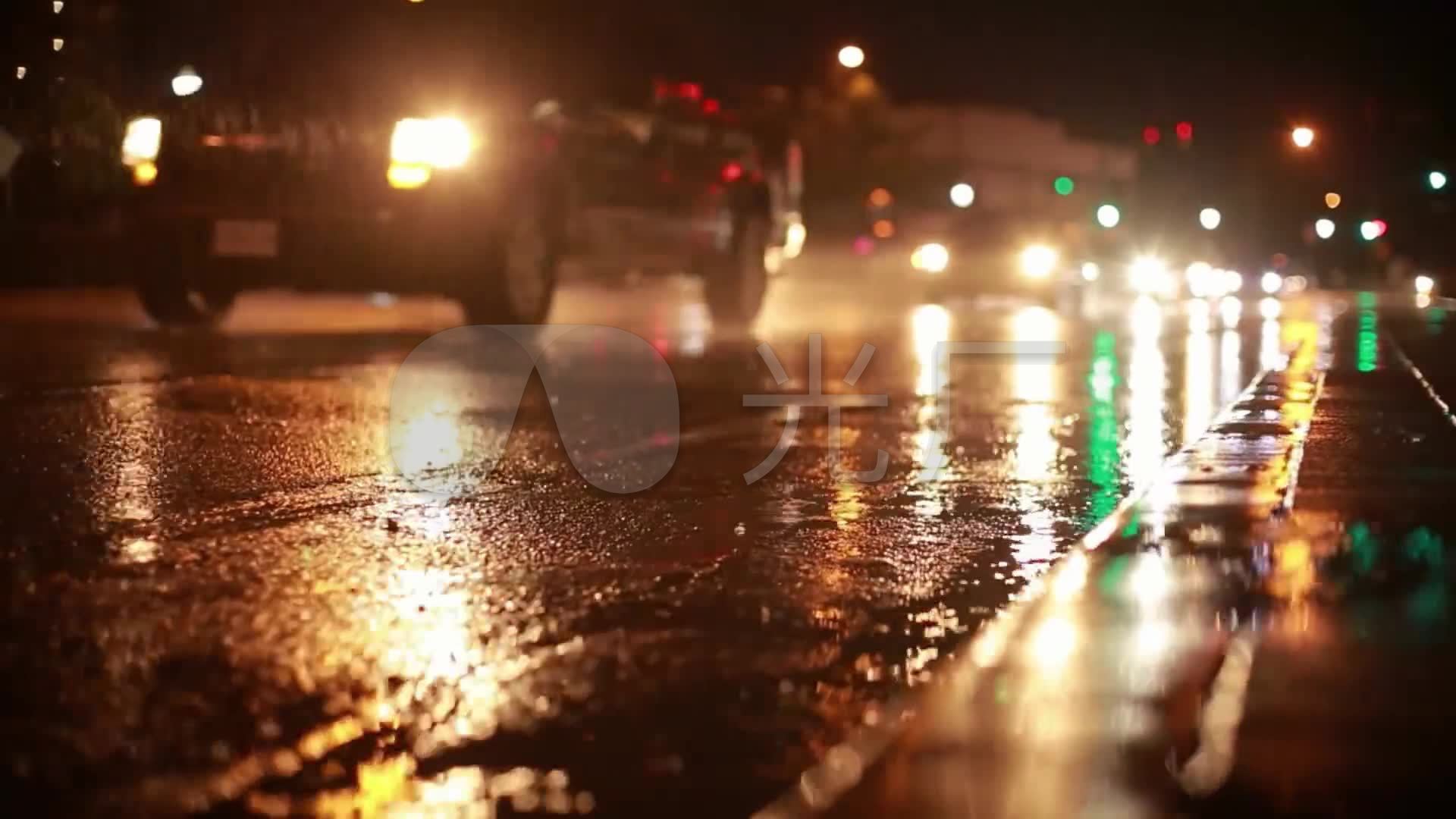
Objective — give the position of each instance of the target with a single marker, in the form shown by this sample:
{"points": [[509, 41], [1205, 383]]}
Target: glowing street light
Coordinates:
{"points": [[1373, 229], [187, 82]]}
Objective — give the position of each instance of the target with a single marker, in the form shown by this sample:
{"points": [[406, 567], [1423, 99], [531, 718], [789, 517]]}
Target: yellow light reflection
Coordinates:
{"points": [[1197, 384], [1147, 387], [1053, 645], [1071, 577], [1150, 579], [428, 441], [930, 328], [408, 177], [1231, 366], [1272, 356]]}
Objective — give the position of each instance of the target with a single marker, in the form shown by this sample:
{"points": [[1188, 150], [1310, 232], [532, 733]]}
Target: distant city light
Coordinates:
{"points": [[187, 82], [930, 259]]}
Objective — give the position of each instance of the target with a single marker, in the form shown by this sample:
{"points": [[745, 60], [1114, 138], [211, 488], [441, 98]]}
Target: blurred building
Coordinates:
{"points": [[1028, 172]]}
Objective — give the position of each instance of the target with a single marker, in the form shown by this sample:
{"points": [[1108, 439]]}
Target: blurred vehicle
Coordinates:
{"points": [[481, 207], [383, 150]]}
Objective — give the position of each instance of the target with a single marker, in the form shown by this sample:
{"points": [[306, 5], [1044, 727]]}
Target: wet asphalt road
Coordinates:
{"points": [[221, 595]]}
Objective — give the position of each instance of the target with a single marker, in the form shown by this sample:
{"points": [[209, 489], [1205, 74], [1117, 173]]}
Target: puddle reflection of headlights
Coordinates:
{"points": [[1037, 261], [930, 259]]}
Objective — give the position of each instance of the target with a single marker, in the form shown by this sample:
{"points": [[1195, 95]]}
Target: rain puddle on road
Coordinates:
{"points": [[538, 645]]}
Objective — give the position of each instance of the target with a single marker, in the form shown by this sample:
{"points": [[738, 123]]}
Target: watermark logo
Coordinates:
{"points": [[615, 404], [612, 397], [816, 397]]}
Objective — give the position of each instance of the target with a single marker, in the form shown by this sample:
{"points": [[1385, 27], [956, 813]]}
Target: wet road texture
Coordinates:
{"points": [[245, 577]]}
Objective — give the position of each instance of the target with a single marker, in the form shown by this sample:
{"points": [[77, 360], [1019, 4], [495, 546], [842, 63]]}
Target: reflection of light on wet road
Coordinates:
{"points": [[930, 328], [1147, 385], [428, 441], [1150, 579], [1231, 366], [1272, 357], [1229, 309], [133, 465], [1034, 460], [1197, 379], [1053, 643]]}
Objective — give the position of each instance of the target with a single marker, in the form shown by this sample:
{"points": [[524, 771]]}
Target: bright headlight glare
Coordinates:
{"points": [[1038, 261], [930, 259], [142, 140], [438, 143]]}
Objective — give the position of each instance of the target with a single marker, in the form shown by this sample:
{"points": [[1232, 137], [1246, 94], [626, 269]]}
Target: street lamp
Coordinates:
{"points": [[187, 82]]}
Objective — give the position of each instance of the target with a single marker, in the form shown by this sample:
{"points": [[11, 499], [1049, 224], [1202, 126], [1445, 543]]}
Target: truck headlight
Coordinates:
{"points": [[1037, 261], [443, 142], [421, 146], [930, 259], [142, 142]]}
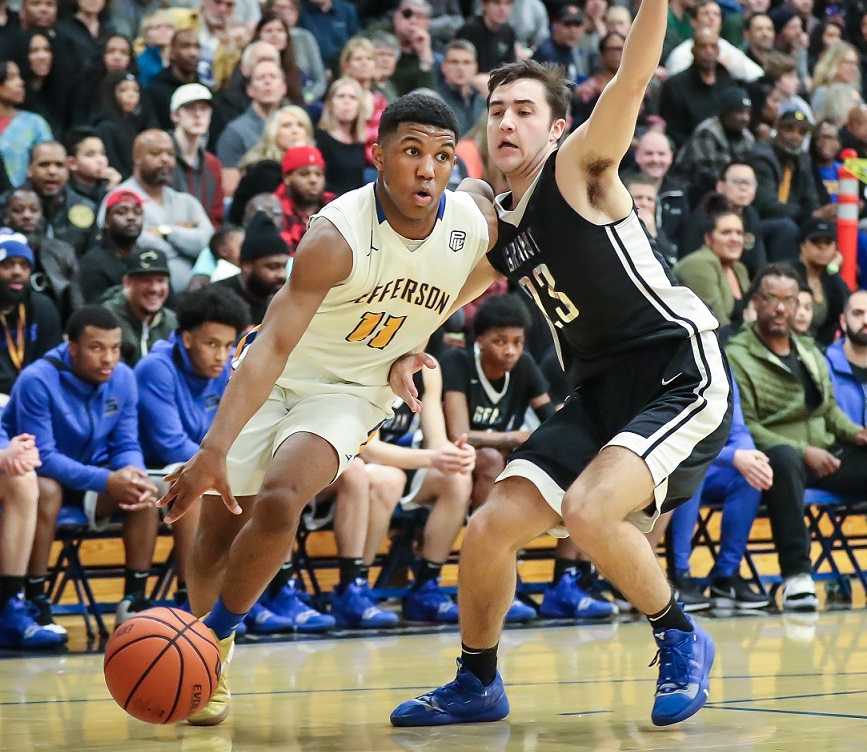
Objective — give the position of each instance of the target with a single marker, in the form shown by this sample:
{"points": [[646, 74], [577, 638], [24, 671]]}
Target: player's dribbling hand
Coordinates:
{"points": [[400, 377], [205, 471]]}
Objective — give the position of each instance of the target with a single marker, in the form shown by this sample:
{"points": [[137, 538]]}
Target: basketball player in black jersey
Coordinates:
{"points": [[652, 408]]}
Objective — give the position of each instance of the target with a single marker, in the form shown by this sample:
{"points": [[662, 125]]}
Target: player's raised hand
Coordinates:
{"points": [[204, 472], [400, 377]]}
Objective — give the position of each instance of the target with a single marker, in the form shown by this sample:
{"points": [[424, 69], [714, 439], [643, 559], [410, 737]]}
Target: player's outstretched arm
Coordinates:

::::

**Task objective**
Tally every line in the listing above that contains "road", then state only the total.

**Written solution**
4